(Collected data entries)
------------------------------------------------------------------------

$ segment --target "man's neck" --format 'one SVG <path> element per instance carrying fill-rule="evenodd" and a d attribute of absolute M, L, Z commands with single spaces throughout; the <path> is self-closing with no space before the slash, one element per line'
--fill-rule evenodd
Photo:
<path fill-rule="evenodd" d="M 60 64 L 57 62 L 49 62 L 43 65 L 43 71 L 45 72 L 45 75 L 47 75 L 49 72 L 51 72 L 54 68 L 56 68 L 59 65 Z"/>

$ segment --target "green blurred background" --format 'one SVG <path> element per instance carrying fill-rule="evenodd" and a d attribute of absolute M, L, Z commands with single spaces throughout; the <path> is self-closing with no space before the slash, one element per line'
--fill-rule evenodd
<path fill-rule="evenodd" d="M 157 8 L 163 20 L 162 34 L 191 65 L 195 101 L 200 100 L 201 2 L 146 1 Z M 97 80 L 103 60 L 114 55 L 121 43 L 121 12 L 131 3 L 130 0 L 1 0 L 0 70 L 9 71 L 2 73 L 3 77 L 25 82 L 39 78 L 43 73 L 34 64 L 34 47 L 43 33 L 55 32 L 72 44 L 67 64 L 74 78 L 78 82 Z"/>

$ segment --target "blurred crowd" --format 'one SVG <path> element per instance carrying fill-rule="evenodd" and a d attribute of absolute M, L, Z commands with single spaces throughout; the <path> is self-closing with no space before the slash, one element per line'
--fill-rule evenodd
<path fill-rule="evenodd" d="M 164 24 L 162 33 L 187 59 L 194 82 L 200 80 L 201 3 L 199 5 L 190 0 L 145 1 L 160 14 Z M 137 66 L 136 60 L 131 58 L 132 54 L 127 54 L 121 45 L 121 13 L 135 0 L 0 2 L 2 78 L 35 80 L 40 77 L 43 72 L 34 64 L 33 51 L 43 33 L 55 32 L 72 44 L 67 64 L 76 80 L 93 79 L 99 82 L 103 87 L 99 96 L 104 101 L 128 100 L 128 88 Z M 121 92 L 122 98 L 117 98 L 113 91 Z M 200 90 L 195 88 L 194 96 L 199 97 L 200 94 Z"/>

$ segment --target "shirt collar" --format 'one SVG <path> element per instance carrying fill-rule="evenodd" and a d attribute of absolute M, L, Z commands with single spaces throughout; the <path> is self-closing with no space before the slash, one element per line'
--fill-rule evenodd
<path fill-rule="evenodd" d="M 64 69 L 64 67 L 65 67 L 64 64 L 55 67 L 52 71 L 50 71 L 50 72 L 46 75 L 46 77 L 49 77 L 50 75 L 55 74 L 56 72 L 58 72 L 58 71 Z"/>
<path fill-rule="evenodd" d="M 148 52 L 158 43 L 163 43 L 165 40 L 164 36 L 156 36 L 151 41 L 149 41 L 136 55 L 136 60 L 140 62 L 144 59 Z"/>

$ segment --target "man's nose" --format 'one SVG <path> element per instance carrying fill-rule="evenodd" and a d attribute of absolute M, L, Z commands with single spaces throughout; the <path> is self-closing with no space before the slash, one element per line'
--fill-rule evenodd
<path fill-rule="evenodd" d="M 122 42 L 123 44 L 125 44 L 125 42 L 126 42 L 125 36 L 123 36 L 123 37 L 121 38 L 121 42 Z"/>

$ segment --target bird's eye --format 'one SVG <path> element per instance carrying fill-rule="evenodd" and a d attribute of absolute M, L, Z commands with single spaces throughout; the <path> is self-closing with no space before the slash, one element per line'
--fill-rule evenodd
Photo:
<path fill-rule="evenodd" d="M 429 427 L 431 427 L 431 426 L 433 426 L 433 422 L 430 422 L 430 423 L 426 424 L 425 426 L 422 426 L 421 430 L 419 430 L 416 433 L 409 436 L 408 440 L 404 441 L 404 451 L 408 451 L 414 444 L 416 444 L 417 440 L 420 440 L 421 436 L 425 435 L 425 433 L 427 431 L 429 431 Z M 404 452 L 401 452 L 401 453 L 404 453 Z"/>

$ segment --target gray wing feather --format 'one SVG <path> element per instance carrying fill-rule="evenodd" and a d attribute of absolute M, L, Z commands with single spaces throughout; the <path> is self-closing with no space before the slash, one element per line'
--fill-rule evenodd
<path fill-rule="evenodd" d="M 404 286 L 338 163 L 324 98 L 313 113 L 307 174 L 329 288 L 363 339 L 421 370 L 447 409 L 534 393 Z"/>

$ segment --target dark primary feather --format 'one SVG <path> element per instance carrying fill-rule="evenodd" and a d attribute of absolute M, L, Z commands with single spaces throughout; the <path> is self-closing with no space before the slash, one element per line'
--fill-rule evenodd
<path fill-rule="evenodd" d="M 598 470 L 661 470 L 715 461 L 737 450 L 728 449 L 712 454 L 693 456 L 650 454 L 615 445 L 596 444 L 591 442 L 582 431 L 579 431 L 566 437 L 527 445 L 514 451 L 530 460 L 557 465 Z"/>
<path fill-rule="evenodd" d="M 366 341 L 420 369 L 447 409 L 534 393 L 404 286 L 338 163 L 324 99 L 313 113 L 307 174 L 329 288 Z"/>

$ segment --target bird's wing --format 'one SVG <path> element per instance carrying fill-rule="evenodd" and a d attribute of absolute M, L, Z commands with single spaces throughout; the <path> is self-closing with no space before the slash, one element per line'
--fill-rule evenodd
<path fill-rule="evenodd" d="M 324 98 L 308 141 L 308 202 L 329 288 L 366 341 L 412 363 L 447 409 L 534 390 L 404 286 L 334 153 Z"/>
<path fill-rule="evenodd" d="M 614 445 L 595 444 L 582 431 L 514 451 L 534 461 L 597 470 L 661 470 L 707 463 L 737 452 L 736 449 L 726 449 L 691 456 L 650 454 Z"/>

------------------------------------------------------------------------

[Exercise instructions]
Please report every line in the entries above that holds the string "bird".

[Answer area]
$ segment --target bird's eye --format 'one SVG <path> element per instance carrying fill-rule="evenodd" and a d attribute of absolute M, L, Z commands with single spaces throughout; the <path> is self-closing with no space before the slash, one element per line'
$ segment --target bird's wing --format 'one SVG <path> element per instance carrying fill-rule="evenodd" and a d attribute of absolute M, L, Z commands with single spaces throughout; the <path> is self-closing with no space before the slash, one element per line'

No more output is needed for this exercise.